> _Task_
From the passage on hosts and control planes below, reproduce word for word the stretch from "And what I realized" through "tracks its reboot.".

After I wrote about single databases and control planes, and their importance, folks observed that OpenShift and kubevirt use a single database.

And what I realized was that there was a deeper point being made: the Nutanix system guarantees that the host is under the control system’s authority, or it will automatically stop running.

The complex challenge of ensuring that the host runs only what you want is the first step, but the next — making sure it runs only when you can control it — is even more fundamental.

If the host doesn’t stop running automatically, the VM is both running and not running for some period of time. During that time, there are effectively two databases.

Because manual intervention is necessary, a third database comes into play: the operations database that detects this condition, and the system that actually reboots the machine or tracks its reboot.

The Kubernetes desired state system allows for this manual intervention by essentially waiting for the state to converge.

Desired-state systems enable these manual procedures, but the drawback is that they permit an implicitly unbounded step. Another system must address that unbounded step.

(Annotated coordinate records)
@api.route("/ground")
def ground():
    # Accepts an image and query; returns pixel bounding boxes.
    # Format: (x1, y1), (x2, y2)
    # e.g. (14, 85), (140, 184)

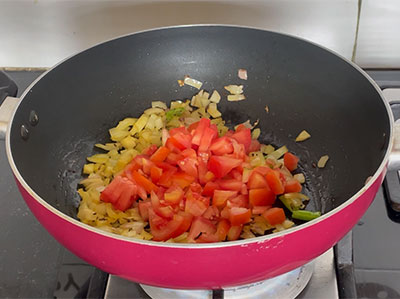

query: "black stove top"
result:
(0, 71), (400, 298)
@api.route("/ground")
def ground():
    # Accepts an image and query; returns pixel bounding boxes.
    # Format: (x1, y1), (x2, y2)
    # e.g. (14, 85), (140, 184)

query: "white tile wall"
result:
(355, 0), (400, 68)
(0, 0), (357, 67)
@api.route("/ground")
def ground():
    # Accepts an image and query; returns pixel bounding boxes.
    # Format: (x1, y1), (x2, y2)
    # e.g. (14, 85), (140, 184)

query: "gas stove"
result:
(0, 70), (400, 298)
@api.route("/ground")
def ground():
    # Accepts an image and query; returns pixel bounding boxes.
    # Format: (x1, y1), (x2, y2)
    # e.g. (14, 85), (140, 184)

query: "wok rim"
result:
(6, 24), (394, 249)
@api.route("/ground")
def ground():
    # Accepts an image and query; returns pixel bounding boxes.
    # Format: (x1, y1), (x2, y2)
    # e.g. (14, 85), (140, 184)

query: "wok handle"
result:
(0, 71), (19, 140)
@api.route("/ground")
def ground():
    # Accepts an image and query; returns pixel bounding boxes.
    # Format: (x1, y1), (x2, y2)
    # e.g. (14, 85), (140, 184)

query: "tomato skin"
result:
(208, 156), (242, 178)
(285, 179), (303, 193)
(227, 225), (243, 241)
(138, 201), (151, 221)
(265, 170), (285, 195)
(249, 187), (276, 207)
(215, 219), (231, 241)
(232, 128), (251, 152)
(262, 208), (286, 225)
(283, 152), (299, 171)
(201, 182), (219, 197)
(210, 136), (233, 156)
(150, 146), (170, 162)
(217, 179), (243, 191)
(212, 190), (237, 207)
(247, 171), (268, 189)
(198, 128), (218, 152)
(164, 186), (184, 205)
(150, 166), (163, 183)
(188, 216), (217, 241)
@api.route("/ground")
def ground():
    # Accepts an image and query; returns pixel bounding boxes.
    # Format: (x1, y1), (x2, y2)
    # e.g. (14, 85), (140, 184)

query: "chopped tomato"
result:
(265, 170), (285, 195)
(227, 225), (243, 241)
(178, 157), (198, 177)
(247, 139), (261, 153)
(229, 207), (251, 225)
(192, 118), (210, 146)
(283, 152), (299, 171)
(285, 179), (302, 193)
(100, 176), (137, 211)
(150, 166), (163, 183)
(171, 171), (195, 189)
(262, 208), (286, 225)
(247, 171), (268, 189)
(201, 182), (219, 197)
(199, 128), (218, 152)
(251, 206), (271, 215)
(249, 187), (276, 207)
(208, 156), (242, 178)
(132, 170), (158, 193)
(215, 219), (231, 241)
(150, 146), (170, 162)
(212, 190), (237, 207)
(138, 201), (151, 221)
(232, 128), (251, 152)
(164, 185), (184, 205)
(188, 217), (217, 240)
(217, 179), (243, 191)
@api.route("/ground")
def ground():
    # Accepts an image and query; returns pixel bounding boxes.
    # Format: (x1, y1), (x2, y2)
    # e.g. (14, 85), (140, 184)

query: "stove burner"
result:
(140, 261), (314, 299)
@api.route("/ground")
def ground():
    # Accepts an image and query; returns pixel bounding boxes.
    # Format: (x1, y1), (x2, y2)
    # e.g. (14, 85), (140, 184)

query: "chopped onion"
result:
(238, 69), (247, 80)
(224, 85), (243, 94)
(210, 90), (221, 104)
(317, 155), (329, 168)
(183, 77), (203, 89)
(151, 101), (167, 110)
(228, 94), (246, 102)
(207, 103), (222, 118)
(296, 130), (311, 142)
(293, 173), (306, 184)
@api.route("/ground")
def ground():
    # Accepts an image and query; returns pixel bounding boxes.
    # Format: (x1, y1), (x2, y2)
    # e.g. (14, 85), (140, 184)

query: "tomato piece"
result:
(265, 170), (285, 195)
(185, 190), (208, 216)
(178, 158), (198, 177)
(283, 152), (299, 171)
(285, 179), (302, 193)
(188, 217), (217, 240)
(192, 118), (210, 146)
(201, 182), (219, 197)
(149, 209), (187, 241)
(227, 225), (243, 241)
(247, 171), (268, 189)
(249, 187), (276, 207)
(262, 208), (286, 225)
(210, 137), (233, 156)
(229, 207), (251, 226)
(212, 190), (237, 207)
(150, 191), (174, 219)
(171, 171), (195, 189)
(158, 167), (178, 188)
(215, 219), (231, 241)
(181, 148), (197, 160)
(132, 170), (158, 193)
(198, 128), (218, 152)
(247, 139), (261, 153)
(138, 201), (151, 221)
(202, 206), (219, 220)
(232, 128), (251, 152)
(164, 185), (184, 205)
(251, 206), (271, 215)
(208, 156), (242, 178)
(227, 194), (249, 208)
(142, 144), (157, 156)
(150, 146), (170, 162)
(150, 166), (163, 183)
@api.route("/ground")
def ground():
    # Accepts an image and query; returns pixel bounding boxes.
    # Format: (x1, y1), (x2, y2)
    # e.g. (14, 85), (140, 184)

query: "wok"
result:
(3, 25), (393, 289)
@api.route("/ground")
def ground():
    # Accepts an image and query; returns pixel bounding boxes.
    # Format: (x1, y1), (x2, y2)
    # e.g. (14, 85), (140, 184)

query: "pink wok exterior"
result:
(17, 168), (386, 289)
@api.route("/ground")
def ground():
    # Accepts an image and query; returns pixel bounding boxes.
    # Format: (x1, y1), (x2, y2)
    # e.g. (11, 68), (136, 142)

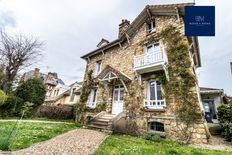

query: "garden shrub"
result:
(217, 104), (232, 141)
(0, 95), (24, 117)
(0, 89), (7, 106)
(15, 78), (46, 115)
(144, 134), (162, 143)
(36, 105), (74, 119)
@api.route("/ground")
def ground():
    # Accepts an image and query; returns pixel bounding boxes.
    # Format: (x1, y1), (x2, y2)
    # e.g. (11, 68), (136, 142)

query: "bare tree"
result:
(0, 32), (43, 91)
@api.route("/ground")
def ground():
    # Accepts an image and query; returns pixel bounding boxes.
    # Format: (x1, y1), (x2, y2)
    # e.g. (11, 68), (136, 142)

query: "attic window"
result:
(149, 122), (164, 132)
(102, 72), (117, 81)
(94, 60), (102, 76)
(148, 21), (155, 33)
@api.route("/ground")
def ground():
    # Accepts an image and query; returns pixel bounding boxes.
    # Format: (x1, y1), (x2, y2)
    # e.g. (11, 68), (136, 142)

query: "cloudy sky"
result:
(0, 0), (232, 95)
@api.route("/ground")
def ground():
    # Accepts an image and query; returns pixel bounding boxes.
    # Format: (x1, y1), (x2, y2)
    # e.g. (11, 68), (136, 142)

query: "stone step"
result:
(92, 121), (108, 126)
(88, 124), (107, 130)
(93, 117), (111, 122)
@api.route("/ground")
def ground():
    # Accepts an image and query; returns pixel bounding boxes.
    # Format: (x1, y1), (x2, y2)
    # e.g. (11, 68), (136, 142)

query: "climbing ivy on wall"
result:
(75, 70), (98, 125)
(124, 80), (143, 135)
(158, 25), (202, 143)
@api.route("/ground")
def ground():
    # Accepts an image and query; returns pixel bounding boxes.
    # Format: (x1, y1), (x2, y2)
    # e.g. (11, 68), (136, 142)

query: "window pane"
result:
(154, 43), (160, 52)
(156, 81), (163, 100)
(120, 89), (124, 101)
(150, 122), (164, 132)
(114, 90), (118, 101)
(92, 89), (97, 102)
(147, 46), (153, 54)
(149, 81), (155, 100)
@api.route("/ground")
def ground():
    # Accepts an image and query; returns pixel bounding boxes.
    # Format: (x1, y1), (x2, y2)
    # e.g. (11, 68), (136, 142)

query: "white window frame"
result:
(147, 21), (156, 33)
(69, 88), (76, 102)
(145, 42), (162, 54)
(88, 88), (97, 108)
(144, 80), (166, 109)
(94, 60), (102, 77)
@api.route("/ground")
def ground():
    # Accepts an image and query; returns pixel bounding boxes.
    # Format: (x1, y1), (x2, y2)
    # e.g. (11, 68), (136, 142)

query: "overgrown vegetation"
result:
(0, 122), (77, 150)
(159, 25), (202, 143)
(35, 105), (74, 119)
(217, 103), (232, 142)
(0, 89), (7, 106)
(75, 70), (98, 125)
(124, 81), (143, 135)
(95, 135), (231, 155)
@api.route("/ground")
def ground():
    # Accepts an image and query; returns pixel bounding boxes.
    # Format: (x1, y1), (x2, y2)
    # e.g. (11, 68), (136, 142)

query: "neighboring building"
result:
(44, 82), (82, 105)
(20, 68), (65, 97)
(44, 72), (65, 97)
(200, 87), (224, 122)
(20, 68), (46, 82)
(81, 3), (207, 143)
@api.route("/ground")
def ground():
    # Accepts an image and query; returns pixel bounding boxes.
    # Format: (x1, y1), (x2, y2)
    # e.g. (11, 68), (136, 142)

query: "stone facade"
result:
(81, 3), (207, 143)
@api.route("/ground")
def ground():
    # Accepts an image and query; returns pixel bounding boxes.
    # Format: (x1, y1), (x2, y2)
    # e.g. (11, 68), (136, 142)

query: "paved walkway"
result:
(0, 129), (107, 155)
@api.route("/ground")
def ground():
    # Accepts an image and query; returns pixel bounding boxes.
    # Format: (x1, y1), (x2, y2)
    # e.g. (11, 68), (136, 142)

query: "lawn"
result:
(0, 122), (77, 150)
(95, 135), (232, 155)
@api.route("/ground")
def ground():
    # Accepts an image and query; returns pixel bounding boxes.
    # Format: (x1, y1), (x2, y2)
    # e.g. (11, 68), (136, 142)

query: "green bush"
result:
(16, 78), (46, 115)
(36, 105), (74, 119)
(217, 104), (232, 141)
(0, 95), (24, 117)
(144, 134), (162, 143)
(0, 89), (7, 106)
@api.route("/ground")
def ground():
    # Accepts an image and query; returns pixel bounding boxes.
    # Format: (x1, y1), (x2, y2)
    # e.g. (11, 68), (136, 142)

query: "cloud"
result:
(0, 8), (16, 28)
(0, 0), (232, 95)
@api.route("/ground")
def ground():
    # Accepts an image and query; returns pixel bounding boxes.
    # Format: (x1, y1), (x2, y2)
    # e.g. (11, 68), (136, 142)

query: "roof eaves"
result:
(81, 39), (121, 59)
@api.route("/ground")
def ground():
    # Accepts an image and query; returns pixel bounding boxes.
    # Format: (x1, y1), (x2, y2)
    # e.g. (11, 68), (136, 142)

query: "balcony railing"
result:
(144, 100), (166, 109)
(134, 51), (164, 68)
(87, 102), (96, 108)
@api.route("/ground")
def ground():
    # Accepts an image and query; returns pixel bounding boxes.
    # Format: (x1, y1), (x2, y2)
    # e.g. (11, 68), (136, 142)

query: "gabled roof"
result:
(97, 38), (109, 47)
(96, 65), (131, 81)
(81, 3), (201, 67)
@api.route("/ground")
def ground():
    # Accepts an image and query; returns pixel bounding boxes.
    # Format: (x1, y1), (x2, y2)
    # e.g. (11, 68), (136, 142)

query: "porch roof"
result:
(200, 87), (224, 94)
(96, 65), (131, 81)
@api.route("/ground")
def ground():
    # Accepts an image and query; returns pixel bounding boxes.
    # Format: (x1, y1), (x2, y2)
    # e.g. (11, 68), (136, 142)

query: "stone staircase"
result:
(88, 113), (115, 133)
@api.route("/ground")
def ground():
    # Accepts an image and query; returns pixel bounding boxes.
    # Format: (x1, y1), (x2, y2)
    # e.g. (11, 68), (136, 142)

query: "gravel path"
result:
(190, 136), (232, 151)
(0, 129), (107, 155)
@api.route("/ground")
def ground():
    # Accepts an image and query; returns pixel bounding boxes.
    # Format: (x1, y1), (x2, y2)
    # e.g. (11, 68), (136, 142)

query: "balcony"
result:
(87, 102), (96, 108)
(144, 100), (166, 109)
(134, 50), (167, 74)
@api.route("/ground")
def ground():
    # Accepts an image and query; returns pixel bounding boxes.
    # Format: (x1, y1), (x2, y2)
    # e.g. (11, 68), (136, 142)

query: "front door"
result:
(112, 85), (124, 114)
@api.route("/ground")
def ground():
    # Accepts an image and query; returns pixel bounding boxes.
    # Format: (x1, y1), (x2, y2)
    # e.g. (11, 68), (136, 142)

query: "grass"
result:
(95, 135), (232, 155)
(0, 122), (77, 150)
(0, 117), (74, 123)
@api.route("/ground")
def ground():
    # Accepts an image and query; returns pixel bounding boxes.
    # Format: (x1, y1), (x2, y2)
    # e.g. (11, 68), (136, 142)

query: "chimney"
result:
(118, 19), (130, 38)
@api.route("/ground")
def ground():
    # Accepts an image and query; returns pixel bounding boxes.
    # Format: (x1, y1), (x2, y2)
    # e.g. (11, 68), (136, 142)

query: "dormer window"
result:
(148, 21), (155, 33)
(94, 60), (102, 76)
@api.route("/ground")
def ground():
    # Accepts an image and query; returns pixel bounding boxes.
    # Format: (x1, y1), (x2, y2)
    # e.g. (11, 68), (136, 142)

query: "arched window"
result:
(149, 122), (164, 132)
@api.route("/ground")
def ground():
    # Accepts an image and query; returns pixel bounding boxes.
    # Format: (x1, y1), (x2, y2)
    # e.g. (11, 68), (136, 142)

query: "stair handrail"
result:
(90, 111), (106, 121)
(112, 111), (126, 124)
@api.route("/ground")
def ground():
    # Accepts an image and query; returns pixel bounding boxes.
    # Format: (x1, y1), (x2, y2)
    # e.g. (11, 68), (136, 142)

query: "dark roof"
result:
(81, 3), (201, 67)
(200, 87), (224, 93)
(97, 38), (109, 47)
(96, 65), (131, 81)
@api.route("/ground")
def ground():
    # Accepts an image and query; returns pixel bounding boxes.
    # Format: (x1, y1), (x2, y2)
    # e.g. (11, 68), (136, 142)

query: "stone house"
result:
(200, 87), (224, 123)
(20, 68), (65, 97)
(81, 3), (207, 143)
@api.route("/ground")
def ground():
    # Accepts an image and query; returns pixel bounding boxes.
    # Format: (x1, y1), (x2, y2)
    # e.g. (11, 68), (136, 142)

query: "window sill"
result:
(147, 30), (156, 36)
(148, 130), (166, 137)
(86, 105), (96, 110)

> _Task result_
And what I realized was that there was a deeper point being made: the Nutanix system guarantees that the host is under the control system’s authority, or it will automatically stop running.

The complex challenge of ensuring that the host runs only what you want is the first step, but the next — making sure it runs only when you can control it — is even more fundamental.

If the host doesn’t stop running automatically, the VM is both running and not running for some period of time. During that time, there are effectively two databases.

Because manual intervention is necessary, a third database comes into play: the operations database that detects this condition, and the system that actually reboots the machine or tracks its reboot.